■ **WHAT IS REQUIRED**
Only the lines from the one containing "Drop a point on every instance of the wooden post, written" through the end of the entries should be repeated, exactly as they appear, first and last included.

■ **DATA**

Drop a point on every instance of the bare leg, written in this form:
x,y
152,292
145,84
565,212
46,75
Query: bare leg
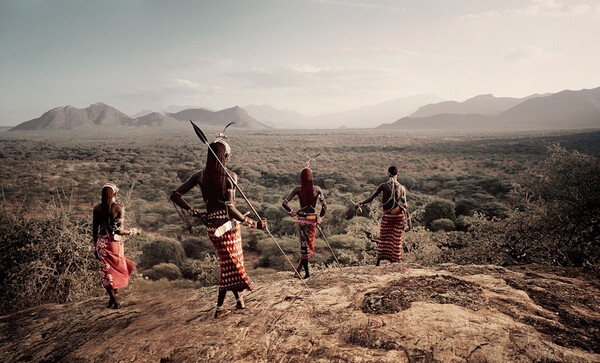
x,y
220,311
239,301
113,298
298,269
305,264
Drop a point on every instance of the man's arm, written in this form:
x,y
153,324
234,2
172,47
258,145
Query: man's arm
x,y
230,198
95,226
119,219
323,203
176,196
285,202
370,199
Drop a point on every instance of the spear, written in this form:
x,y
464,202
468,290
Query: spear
x,y
328,245
203,138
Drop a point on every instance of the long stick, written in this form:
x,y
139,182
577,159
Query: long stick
x,y
328,245
205,140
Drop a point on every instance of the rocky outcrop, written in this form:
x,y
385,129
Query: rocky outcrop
x,y
399,313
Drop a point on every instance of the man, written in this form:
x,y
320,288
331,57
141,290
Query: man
x,y
395,215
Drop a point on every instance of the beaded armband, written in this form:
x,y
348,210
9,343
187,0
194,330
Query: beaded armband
x,y
248,222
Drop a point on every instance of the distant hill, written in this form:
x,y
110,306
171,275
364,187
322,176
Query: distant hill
x,y
373,115
156,119
69,117
220,118
483,104
103,115
142,113
362,117
563,110
566,109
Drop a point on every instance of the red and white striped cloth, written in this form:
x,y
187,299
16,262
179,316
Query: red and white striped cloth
x,y
390,238
234,276
115,268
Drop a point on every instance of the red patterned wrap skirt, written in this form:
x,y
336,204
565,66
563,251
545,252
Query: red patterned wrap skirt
x,y
234,276
115,268
390,238
306,233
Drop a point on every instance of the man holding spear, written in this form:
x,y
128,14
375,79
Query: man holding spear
x,y
395,217
307,218
222,220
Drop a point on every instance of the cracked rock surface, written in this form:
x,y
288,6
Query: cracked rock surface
x,y
394,312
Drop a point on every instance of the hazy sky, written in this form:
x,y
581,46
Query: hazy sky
x,y
311,56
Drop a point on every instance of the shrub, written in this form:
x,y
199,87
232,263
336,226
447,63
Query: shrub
x,y
167,271
494,210
438,209
45,258
205,271
162,250
196,247
466,207
442,224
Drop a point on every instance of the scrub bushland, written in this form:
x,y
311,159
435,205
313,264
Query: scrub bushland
x,y
502,199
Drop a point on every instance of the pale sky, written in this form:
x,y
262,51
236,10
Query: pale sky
x,y
311,56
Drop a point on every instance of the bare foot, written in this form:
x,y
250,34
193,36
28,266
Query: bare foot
x,y
221,313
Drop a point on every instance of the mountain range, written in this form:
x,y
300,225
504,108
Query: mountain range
x,y
101,115
220,118
562,110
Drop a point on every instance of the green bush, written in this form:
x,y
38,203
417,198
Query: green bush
x,y
167,271
45,257
442,224
438,209
205,271
196,247
494,210
161,250
466,207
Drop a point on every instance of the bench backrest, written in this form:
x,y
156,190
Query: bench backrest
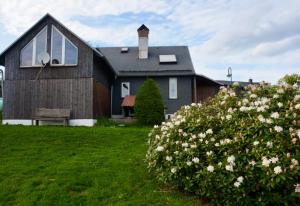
x,y
59,113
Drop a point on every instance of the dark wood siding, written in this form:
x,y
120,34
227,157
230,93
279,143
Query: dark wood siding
x,y
23,96
58,87
101,100
205,89
84,69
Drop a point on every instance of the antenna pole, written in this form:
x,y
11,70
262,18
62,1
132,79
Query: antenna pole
x,y
2,79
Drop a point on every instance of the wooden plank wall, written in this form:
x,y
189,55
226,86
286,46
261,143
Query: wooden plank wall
x,y
101,100
84,69
23,96
206,91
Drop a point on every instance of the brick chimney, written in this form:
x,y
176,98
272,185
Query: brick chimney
x,y
143,33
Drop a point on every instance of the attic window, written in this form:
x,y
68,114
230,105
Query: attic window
x,y
124,50
167,59
63,51
29,53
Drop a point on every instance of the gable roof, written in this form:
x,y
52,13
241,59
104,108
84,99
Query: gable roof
x,y
128,64
2,55
143,27
243,84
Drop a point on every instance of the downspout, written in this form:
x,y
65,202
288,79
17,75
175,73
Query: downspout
x,y
195,90
2,79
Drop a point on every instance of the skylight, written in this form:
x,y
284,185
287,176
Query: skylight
x,y
170,58
124,49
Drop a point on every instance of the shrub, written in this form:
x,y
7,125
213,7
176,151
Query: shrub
x,y
236,149
149,107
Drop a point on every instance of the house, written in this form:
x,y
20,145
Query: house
x,y
93,82
241,83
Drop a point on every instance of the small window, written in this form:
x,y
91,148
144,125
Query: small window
x,y
125,89
63,51
30,52
173,88
124,50
165,59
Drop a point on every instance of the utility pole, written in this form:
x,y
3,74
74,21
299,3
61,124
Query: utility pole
x,y
2,79
229,74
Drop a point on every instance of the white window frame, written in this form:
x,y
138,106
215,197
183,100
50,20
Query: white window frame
x,y
175,96
34,49
122,94
63,43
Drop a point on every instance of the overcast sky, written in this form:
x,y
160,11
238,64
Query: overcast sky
x,y
259,39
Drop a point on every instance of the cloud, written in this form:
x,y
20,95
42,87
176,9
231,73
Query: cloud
x,y
258,39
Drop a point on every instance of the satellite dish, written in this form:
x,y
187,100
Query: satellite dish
x,y
43,58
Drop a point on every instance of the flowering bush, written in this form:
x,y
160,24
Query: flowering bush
x,y
240,148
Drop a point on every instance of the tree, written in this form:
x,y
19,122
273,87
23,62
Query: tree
x,y
149,107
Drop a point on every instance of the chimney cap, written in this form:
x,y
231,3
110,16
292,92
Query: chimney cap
x,y
143,27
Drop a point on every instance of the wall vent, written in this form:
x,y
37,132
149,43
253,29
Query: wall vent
x,y
124,50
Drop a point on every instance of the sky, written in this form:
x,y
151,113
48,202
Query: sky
x,y
258,39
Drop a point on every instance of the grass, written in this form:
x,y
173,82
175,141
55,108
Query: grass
x,y
79,166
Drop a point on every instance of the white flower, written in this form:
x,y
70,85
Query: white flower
x,y
185,144
280,91
209,131
278,128
160,148
269,121
173,170
297,97
210,168
298,133
275,115
209,153
235,84
294,162
252,163
228,117
269,144
237,184
240,179
193,146
261,118
229,168
255,143
297,187
231,159
169,158
277,170
274,159
196,160
202,135
266,162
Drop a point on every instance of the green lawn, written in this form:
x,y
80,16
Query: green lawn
x,y
79,166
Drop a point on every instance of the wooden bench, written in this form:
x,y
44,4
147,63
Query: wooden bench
x,y
44,114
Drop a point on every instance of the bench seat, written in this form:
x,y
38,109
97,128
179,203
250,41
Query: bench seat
x,y
45,114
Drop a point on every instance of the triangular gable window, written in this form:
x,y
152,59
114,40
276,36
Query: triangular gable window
x,y
63,51
29,54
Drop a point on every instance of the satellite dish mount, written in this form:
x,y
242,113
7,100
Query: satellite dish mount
x,y
43,59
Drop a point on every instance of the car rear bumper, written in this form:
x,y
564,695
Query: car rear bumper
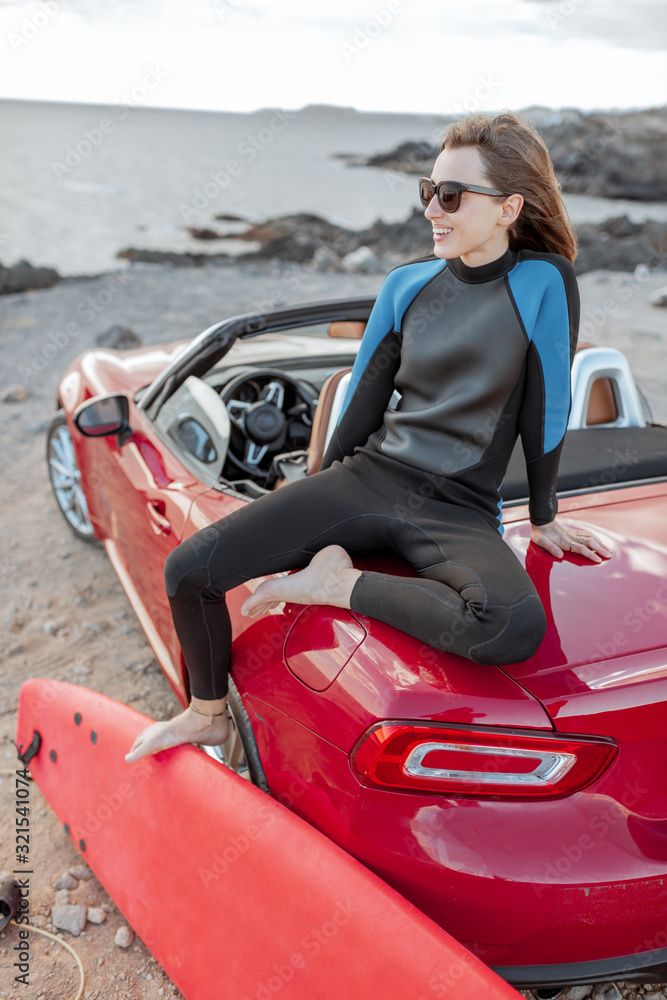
x,y
644,967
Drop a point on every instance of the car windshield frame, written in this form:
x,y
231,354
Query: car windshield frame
x,y
212,344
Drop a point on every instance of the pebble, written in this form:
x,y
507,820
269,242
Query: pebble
x,y
15,394
70,917
66,882
81,872
659,298
124,936
606,991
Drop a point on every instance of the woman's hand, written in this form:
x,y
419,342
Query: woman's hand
x,y
558,538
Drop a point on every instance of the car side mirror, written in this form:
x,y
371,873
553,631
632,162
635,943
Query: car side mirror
x,y
102,416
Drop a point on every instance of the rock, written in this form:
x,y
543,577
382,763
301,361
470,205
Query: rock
x,y
56,626
70,917
606,991
81,872
206,234
65,882
124,936
362,259
609,154
15,394
119,338
659,298
23,276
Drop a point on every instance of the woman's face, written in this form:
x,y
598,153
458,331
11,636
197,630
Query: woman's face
x,y
478,231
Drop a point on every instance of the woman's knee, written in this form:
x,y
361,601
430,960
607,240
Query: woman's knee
x,y
511,634
190,559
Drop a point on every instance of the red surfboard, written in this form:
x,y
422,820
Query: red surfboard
x,y
233,894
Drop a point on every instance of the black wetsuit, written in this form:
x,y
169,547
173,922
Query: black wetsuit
x,y
479,355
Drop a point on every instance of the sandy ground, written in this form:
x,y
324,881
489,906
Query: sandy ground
x,y
64,614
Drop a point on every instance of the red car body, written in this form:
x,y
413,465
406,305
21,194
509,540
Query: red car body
x,y
559,888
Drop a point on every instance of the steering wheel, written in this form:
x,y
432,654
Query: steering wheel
x,y
266,408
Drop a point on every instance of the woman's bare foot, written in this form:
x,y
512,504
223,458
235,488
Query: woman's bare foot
x,y
188,727
327,579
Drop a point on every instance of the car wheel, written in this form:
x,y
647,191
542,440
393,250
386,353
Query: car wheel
x,y
65,478
240,752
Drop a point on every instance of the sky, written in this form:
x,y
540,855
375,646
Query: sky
x,y
429,56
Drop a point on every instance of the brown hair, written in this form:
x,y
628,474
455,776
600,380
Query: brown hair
x,y
517,161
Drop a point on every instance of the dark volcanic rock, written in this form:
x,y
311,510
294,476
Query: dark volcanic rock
x,y
23,276
307,240
118,337
621,245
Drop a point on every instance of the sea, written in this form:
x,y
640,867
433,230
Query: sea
x,y
81,182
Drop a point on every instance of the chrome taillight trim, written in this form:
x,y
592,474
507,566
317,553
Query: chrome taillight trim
x,y
552,765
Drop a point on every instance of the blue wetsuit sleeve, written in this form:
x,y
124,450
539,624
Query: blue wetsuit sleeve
x,y
551,318
379,358
372,380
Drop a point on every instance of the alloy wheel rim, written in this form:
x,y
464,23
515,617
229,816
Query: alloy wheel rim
x,y
66,481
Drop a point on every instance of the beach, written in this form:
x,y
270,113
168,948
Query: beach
x,y
144,183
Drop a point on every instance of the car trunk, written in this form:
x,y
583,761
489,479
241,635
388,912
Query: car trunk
x,y
602,667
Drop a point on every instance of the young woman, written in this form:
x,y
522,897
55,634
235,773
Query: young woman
x,y
478,339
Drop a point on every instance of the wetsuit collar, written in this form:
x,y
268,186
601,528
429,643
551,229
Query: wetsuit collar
x,y
486,272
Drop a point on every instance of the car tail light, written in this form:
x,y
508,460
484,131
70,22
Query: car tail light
x,y
480,762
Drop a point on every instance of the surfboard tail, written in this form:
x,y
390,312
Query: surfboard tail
x,y
232,893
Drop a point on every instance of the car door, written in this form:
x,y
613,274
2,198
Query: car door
x,y
148,495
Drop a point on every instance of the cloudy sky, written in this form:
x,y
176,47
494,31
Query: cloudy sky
x,y
435,56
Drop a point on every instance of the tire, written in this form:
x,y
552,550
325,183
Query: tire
x,y
65,478
240,753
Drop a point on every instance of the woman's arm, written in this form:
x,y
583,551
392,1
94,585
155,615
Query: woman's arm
x,y
544,416
558,538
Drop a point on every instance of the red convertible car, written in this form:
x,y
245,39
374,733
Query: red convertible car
x,y
523,808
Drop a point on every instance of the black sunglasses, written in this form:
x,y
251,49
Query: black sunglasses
x,y
449,193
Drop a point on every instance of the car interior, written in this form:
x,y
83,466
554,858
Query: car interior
x,y
252,427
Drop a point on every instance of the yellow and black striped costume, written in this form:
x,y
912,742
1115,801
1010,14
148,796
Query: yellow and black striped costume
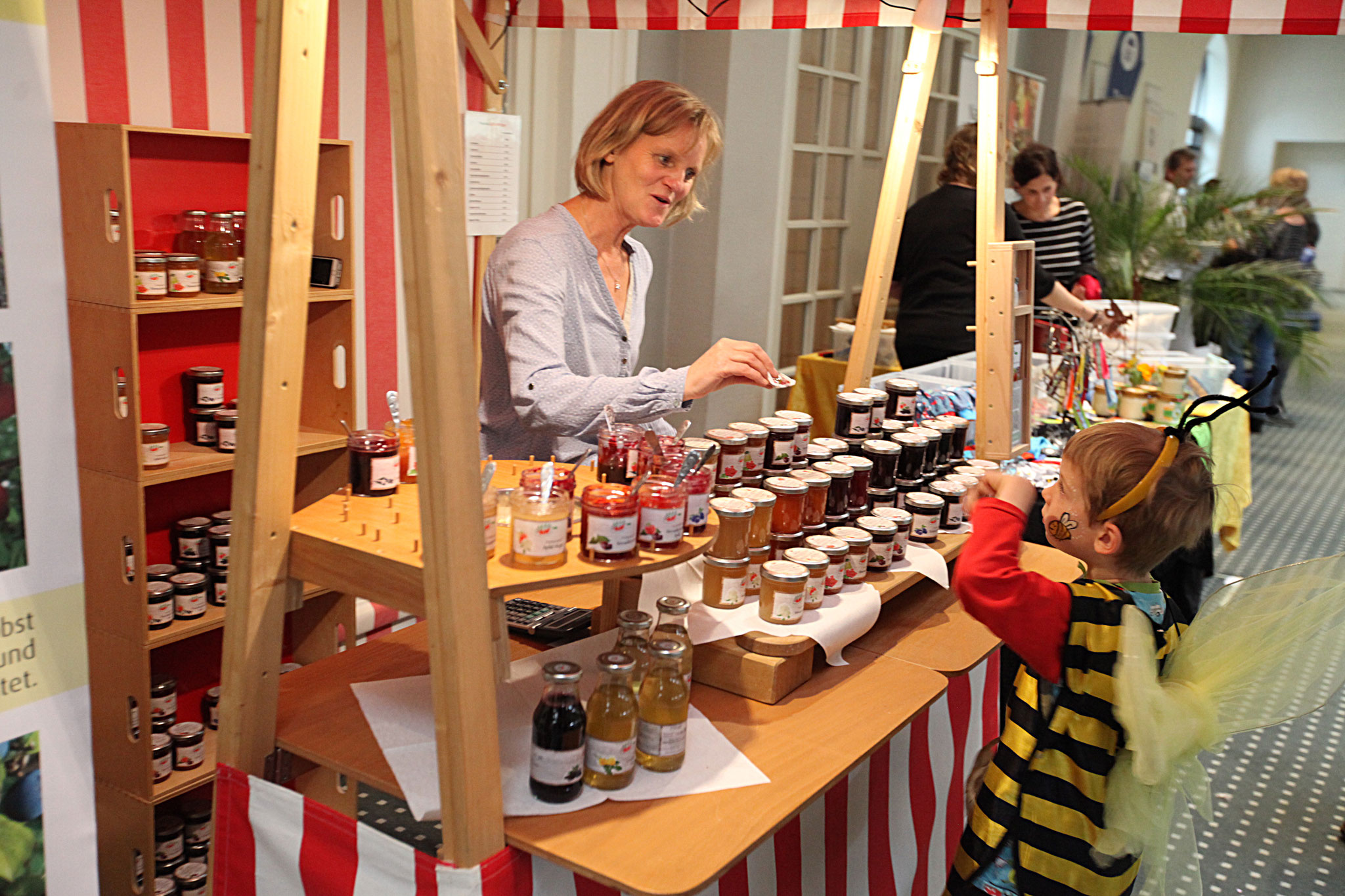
x,y
1048,784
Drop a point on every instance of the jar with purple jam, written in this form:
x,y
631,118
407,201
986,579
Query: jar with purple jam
x,y
374,464
618,452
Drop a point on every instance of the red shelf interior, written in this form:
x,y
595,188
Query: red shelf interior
x,y
174,341
171,174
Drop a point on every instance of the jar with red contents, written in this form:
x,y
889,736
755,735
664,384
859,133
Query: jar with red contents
x,y
662,513
618,452
609,519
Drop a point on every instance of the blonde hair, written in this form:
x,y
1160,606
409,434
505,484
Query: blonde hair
x,y
653,108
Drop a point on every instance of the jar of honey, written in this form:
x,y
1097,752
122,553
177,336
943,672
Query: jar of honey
x,y
783,586
735,516
662,513
609,517
817,565
763,503
724,586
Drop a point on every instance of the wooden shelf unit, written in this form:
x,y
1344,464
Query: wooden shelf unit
x,y
151,175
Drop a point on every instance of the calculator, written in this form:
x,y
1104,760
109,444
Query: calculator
x,y
545,621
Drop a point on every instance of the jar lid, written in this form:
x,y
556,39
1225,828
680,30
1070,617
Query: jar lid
x,y
807,558
783,571
854,461
925,503
615,661
732,507
726,437
898,515
785,485
779,425
876,524
827,543
187,730
854,399
562,672
758,498
852,535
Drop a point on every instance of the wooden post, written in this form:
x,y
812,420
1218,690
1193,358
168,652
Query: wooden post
x,y
428,140
283,184
916,79
992,110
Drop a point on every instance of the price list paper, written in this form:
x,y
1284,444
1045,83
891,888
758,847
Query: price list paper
x,y
493,168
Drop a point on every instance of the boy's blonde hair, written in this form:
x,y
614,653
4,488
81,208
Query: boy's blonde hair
x,y
1110,458
653,108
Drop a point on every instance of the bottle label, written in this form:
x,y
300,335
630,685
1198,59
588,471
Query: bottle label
x,y
154,453
188,606
662,740
385,472
539,538
185,280
609,758
662,526
210,394
697,509
151,282
557,767
225,272
611,534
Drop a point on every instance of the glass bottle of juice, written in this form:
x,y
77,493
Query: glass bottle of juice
x,y
661,743
219,255
634,640
612,715
557,766
673,625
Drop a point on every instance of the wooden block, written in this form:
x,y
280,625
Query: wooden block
x,y
725,666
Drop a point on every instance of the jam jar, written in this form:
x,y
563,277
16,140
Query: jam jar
x,y
853,416
734,446
735,517
609,515
779,444
835,550
753,457
763,503
724,586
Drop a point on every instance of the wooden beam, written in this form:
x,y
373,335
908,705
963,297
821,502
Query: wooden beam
x,y
283,184
992,112
912,104
428,140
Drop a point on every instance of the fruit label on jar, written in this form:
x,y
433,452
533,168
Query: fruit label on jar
x,y
185,280
662,740
609,758
540,538
151,282
385,472
611,534
662,526
557,767
227,272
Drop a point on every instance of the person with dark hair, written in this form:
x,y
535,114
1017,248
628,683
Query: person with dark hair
x,y
1061,227
933,280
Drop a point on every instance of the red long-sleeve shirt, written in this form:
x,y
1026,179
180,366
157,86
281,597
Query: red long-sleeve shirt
x,y
1026,610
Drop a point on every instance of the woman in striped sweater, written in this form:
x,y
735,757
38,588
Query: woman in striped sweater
x,y
1061,227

■ **TASK SOLUTION**
Drop a point on every instance of the wooden post, written in this form:
x,y
812,420
1218,690
1193,358
168,652
Query: wooden post
x,y
428,140
283,184
916,79
992,110
Drop a point on every instance of the price list paper, written in this form:
x,y
1284,444
1045,83
891,888
758,847
Query: price list paper
x,y
493,168
Drop a point on every instance of the boy's blonde hair, written in this form:
x,y
614,653
4,488
81,208
Query: boy's blonde hair
x,y
1110,458
653,108
Drop a point on every instance of the bottle label, written in this form:
x,y
300,335
630,685
1198,59
588,471
Query: bottle label
x,y
154,453
188,606
662,740
385,472
539,538
185,280
609,758
662,526
210,394
697,509
151,282
557,767
225,272
611,534
Drop a point on every instance of the glass bottle of juice, written in this form:
x,y
77,493
Query: glass bottle of juice
x,y
661,743
219,255
634,640
612,715
557,766
673,625
Drop a point on every instance of the wooden block, written in this form:
x,y
280,625
Query: wooden block
x,y
725,666
Drop a point on every instance of the jam jar, written in this form:
x,y
563,277
16,140
Query: jam jar
x,y
853,416
734,446
735,517
609,515
779,444
835,550
753,457
763,503
724,586
Drop a point on every instance of the wooden beam, written in this form:
x,y
373,335
908,705
963,297
821,502
Query: wooden beam
x,y
283,184
992,112
912,104
428,140
Drop a point on every instance of the fruit label on jar, written in this form:
x,y
433,452
533,168
Query: fruit label on jar
x,y
185,280
662,740
609,758
540,538
151,282
385,472
611,534
662,526
557,767
227,272
Drop a point on every instance of the person with dark hair, written in this form:
x,y
535,114
1017,248
628,683
Query: person with dark hair
x,y
1061,227
933,280
Drop a point on every instance of the red long-sleeve shirt, written in this form:
x,y
1026,179
180,366
157,86
281,597
Query: red long-sleeve shirt
x,y
1026,610
Drop a point on every instance of the woman in striped sweater, written in this form:
x,y
735,757
38,588
Query: woman in striped sweater
x,y
1061,227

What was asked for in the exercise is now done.